*Data extract*.
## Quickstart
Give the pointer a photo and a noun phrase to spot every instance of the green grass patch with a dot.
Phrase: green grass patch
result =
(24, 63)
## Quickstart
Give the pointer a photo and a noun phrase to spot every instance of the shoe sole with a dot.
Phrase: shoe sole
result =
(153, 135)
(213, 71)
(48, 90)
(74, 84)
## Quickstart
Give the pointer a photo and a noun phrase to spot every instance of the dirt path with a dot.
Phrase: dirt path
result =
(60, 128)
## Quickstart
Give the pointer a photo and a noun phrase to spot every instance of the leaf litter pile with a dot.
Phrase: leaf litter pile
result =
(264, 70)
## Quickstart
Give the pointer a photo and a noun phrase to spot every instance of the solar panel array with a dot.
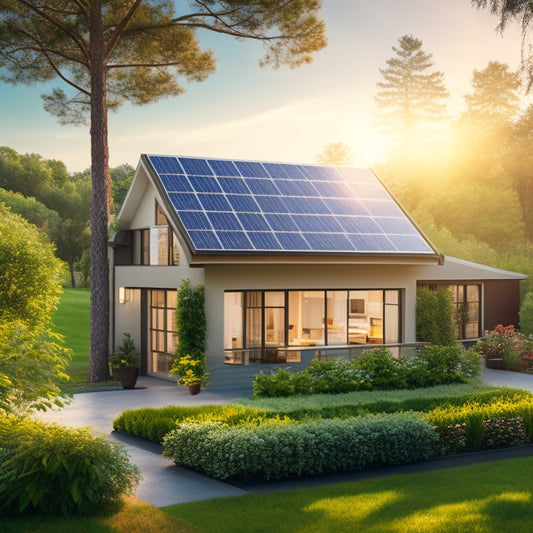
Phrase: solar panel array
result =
(259, 207)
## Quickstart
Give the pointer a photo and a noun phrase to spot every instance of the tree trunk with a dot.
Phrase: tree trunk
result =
(99, 336)
(72, 276)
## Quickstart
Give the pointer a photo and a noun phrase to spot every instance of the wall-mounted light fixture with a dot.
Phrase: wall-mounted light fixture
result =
(123, 295)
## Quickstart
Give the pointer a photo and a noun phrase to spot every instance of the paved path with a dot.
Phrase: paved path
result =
(166, 484)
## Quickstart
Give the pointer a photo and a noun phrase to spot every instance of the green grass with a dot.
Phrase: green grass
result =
(72, 321)
(491, 497)
(295, 403)
(494, 497)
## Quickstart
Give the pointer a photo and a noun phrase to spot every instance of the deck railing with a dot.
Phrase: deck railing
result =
(246, 356)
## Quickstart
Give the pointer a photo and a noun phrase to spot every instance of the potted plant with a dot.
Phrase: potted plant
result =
(191, 372)
(190, 364)
(126, 362)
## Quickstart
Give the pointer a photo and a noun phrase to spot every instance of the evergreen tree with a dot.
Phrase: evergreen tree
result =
(409, 101)
(109, 52)
(482, 132)
(336, 154)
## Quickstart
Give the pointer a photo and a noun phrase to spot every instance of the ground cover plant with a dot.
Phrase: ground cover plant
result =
(512, 347)
(492, 497)
(375, 369)
(71, 320)
(282, 449)
(47, 468)
(286, 447)
(244, 442)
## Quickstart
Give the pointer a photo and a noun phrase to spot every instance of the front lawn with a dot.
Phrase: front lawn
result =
(72, 321)
(493, 497)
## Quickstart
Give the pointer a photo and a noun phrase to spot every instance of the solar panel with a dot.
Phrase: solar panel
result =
(253, 207)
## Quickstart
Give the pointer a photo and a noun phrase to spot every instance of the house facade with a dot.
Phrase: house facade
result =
(295, 260)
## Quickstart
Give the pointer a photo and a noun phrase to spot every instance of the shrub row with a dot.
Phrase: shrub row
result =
(376, 369)
(280, 450)
(155, 423)
(504, 421)
(511, 346)
(54, 469)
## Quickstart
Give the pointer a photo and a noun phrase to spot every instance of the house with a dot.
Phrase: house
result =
(296, 260)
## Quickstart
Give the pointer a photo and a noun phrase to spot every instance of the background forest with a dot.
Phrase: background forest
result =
(467, 180)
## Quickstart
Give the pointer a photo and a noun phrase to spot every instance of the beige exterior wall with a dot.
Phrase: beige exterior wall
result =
(241, 277)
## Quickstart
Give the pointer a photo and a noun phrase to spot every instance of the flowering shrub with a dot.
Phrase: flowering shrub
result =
(502, 432)
(505, 343)
(53, 469)
(281, 450)
(376, 369)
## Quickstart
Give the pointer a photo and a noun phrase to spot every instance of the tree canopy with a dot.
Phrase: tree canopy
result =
(410, 98)
(109, 52)
(336, 153)
(29, 272)
(514, 11)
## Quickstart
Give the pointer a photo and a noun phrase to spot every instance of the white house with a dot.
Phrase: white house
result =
(296, 260)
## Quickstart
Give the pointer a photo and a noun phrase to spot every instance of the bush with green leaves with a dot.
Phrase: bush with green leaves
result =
(280, 450)
(190, 363)
(509, 345)
(53, 469)
(29, 272)
(375, 369)
(472, 426)
(155, 423)
(32, 368)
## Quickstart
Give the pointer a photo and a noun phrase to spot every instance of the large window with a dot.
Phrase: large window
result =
(162, 330)
(262, 320)
(466, 298)
(157, 245)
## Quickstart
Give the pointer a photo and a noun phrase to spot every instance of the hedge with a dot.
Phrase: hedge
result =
(503, 421)
(375, 369)
(283, 450)
(155, 423)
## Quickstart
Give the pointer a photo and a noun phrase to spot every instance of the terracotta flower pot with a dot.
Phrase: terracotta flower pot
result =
(194, 388)
(128, 376)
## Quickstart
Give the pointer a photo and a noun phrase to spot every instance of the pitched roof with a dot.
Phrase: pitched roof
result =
(257, 208)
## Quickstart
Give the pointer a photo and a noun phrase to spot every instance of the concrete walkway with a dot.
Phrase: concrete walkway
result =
(165, 484)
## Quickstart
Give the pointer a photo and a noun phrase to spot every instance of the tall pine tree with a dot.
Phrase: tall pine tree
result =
(409, 101)
(112, 51)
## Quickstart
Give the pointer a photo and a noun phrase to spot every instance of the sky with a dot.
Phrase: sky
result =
(243, 111)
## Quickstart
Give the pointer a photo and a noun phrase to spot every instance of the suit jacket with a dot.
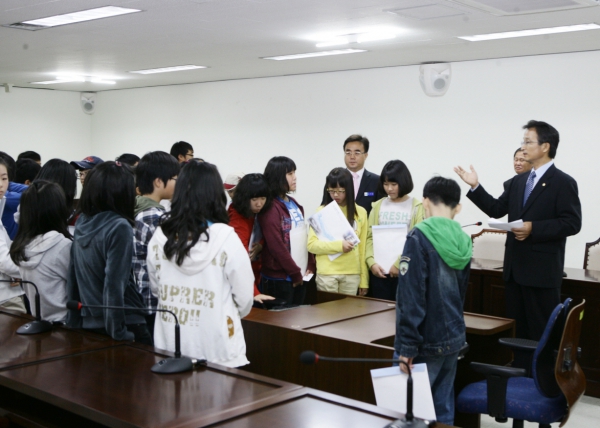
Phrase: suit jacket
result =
(367, 191)
(554, 210)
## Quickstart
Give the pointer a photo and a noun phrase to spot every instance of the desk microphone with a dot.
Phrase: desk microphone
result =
(38, 325)
(310, 357)
(175, 364)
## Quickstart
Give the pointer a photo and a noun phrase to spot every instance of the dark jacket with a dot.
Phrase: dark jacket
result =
(277, 261)
(554, 210)
(100, 274)
(430, 298)
(367, 191)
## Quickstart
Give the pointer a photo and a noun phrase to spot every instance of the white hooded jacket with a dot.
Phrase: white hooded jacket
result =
(210, 293)
(8, 269)
(48, 267)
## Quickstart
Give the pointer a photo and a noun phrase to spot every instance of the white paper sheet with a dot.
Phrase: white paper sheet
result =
(497, 224)
(298, 241)
(388, 243)
(389, 385)
(330, 224)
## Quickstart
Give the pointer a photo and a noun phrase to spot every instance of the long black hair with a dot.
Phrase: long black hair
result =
(197, 200)
(109, 187)
(396, 172)
(250, 186)
(43, 209)
(341, 177)
(275, 174)
(62, 173)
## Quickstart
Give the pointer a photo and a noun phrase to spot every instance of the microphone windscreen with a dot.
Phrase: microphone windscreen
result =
(73, 304)
(308, 357)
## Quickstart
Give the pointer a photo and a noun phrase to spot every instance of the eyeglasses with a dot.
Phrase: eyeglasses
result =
(356, 153)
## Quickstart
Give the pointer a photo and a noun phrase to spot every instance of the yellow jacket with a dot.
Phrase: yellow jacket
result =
(352, 263)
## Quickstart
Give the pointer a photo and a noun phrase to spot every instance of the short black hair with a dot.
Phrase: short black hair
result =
(30, 154)
(27, 169)
(62, 173)
(546, 134)
(249, 187)
(359, 139)
(180, 148)
(11, 165)
(343, 178)
(395, 171)
(155, 165)
(442, 190)
(275, 173)
(109, 187)
(128, 158)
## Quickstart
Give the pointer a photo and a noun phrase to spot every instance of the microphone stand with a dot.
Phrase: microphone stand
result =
(38, 325)
(169, 365)
(409, 421)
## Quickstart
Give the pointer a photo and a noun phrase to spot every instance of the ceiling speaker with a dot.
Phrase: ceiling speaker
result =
(88, 102)
(435, 78)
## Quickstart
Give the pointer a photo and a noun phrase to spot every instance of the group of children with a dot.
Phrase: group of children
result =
(209, 264)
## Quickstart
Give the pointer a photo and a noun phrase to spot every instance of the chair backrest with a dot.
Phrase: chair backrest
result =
(591, 259)
(544, 358)
(568, 373)
(489, 244)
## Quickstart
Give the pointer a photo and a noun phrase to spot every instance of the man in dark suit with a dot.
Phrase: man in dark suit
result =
(356, 150)
(520, 165)
(547, 201)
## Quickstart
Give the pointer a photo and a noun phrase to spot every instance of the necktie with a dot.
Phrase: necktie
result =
(356, 183)
(529, 186)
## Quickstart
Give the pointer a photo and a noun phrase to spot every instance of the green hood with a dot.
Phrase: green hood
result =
(447, 237)
(143, 203)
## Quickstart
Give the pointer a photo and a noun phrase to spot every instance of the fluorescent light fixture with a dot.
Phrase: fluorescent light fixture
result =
(315, 54)
(373, 36)
(168, 69)
(81, 16)
(525, 33)
(336, 41)
(74, 78)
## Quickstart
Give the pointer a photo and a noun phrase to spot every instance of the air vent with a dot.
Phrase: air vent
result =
(521, 7)
(425, 12)
(23, 26)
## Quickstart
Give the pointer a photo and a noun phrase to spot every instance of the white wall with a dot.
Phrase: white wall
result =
(239, 125)
(46, 121)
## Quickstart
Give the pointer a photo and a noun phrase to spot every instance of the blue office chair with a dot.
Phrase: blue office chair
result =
(523, 349)
(547, 397)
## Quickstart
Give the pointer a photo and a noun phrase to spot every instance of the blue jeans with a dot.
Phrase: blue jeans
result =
(441, 371)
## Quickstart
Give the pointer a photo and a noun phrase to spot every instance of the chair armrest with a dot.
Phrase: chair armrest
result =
(519, 344)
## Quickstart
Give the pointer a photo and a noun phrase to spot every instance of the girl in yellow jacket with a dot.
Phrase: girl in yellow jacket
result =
(348, 273)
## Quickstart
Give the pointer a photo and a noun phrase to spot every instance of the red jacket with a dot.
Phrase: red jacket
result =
(243, 227)
(277, 261)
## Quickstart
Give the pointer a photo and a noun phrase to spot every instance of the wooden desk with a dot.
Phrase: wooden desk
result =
(485, 295)
(309, 408)
(274, 346)
(19, 349)
(115, 387)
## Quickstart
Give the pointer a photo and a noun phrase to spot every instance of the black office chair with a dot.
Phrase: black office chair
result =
(545, 398)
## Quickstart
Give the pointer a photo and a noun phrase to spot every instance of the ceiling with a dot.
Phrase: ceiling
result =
(231, 36)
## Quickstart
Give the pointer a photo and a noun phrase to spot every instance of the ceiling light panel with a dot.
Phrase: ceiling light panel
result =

*Task description*. For the string "group", tally the lines above that contain it and give only the figure.

*Result of this task*. 2